## Task details
Write every line of the entries below as a JSON list of strings, one string per line, leaving out blank lines.

## Supplied material
# # # # #

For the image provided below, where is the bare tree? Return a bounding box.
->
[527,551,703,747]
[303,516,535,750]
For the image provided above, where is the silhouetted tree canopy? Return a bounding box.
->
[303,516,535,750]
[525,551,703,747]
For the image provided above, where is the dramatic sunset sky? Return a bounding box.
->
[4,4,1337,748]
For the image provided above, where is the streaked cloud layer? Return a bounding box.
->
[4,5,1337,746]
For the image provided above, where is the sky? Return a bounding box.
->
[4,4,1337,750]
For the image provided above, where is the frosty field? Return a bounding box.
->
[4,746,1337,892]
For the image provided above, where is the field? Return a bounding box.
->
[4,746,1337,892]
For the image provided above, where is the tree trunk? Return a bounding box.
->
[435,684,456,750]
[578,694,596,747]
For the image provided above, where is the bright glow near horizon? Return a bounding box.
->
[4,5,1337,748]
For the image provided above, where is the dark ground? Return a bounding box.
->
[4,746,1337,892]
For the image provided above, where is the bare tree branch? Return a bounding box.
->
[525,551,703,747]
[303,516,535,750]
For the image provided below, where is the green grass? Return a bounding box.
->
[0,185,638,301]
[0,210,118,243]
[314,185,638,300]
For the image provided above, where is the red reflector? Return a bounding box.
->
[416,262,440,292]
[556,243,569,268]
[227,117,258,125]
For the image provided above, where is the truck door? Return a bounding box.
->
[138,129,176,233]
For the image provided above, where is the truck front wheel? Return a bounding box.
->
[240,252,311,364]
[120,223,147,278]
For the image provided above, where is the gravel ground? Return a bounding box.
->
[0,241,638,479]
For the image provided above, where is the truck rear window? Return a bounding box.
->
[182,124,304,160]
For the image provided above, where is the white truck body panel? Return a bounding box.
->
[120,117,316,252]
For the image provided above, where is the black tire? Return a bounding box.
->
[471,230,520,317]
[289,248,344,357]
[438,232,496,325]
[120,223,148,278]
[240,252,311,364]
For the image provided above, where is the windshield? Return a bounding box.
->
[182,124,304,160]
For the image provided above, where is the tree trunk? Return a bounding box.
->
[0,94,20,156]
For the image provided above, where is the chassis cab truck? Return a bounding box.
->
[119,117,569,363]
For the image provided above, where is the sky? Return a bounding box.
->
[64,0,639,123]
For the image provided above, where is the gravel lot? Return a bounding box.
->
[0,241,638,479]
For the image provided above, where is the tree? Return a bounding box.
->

# # # # #

## Task answer
[
  "For the image provided below, where is the bare tree? Return a bounding box.",
  "->",
  "[527,551,703,747]",
  "[303,516,535,750]",
  "For the image provided above, where is the silhouetted tree canopy? Return a bounding box.",
  "->",
  "[303,516,535,750]",
  "[525,551,703,747]",
  "For the image provided above, where is the dramatic sunset sky? Return a bounding box.",
  "->",
  "[4,4,1337,748]",
  "For the image provided above, where is the streaked cloud layer? Return a bounding box.",
  "->",
  "[4,5,1337,746]",
  "For the image provided above, where is the sky? Return a bounding box.",
  "->",
  "[4,4,1337,750]",
  "For the image provided above, where is the frosty field? Return a bounding box.",
  "->",
  "[4,746,1337,892]",
  "For the image provided above, where is the field? Return a bounding box.",
  "->",
  "[4,746,1337,892]",
  "For the image provided above, where is the tree trunk? Return a bounding box.",
  "->",
  "[435,684,456,750]",
  "[578,694,596,747]",
  "For the image provided above, where is the bright glow near horizon? Return a bounding box.",
  "->",
  "[4,5,1337,748]",
  "For the image provided above, where is the dark ground? Return a bounding box.",
  "->",
  "[4,746,1337,892]",
  "For the image provided above, where is the bare tree branch? Return a bounding box.",
  "->",
  "[525,551,703,747]",
  "[303,516,535,750]",
  "For the image provided below, where is the green grass? Return a bounding box.",
  "->",
  "[0,185,638,301]",
  "[0,210,118,243]",
  "[314,185,638,300]",
  "For the image provided above, where is the red reflector? Return a bounding box.",
  "->",
  "[416,262,440,292]",
  "[556,243,569,268]",
  "[227,117,258,125]",
  "For the image provided above, where is the truck door? Return a bounding box.",
  "->",
  "[138,129,176,233]",
  "For the image provided above, where is the truck front wheel? Return a bounding box.",
  "->",
  "[240,252,311,364]",
  "[120,223,147,278]",
  "For the image provided above, where is the gravel ground? Return a bounding box.",
  "->",
  "[0,241,638,479]",
  "For the image provided above, where is the truck rear window? Return a bounding box.",
  "->",
  "[182,124,304,160]",
  "For the image provided above, where is the white truck body panel? Return a bounding box.",
  "->",
  "[120,117,316,252]",
  "For the image provided above, where is the black tire? Return a bounding box.",
  "->",
  "[471,230,520,317]",
  "[289,248,344,357]",
  "[438,232,496,325]",
  "[120,223,148,278]",
  "[240,252,311,364]",
  "For the image provided above, where is the windshield? Return a bounding box.",
  "->",
  "[182,124,304,160]",
  "For the image provided above, where is the tree trunk? Return a bounding box.",
  "->",
  "[0,94,20,156]",
  "For the image provided above, where is the chassis cab truck? Return a bounding box.",
  "->",
  "[119,117,569,363]",
  "For the image provided above, where is the sky? Return a bounding box.",
  "->",
  "[64,0,639,123]",
  "For the image provided above, where is the gravel lot? Return a bounding box.",
  "->",
  "[0,241,638,479]",
  "For the image provided above, where is the tree? Return a bounding box.",
  "->"
]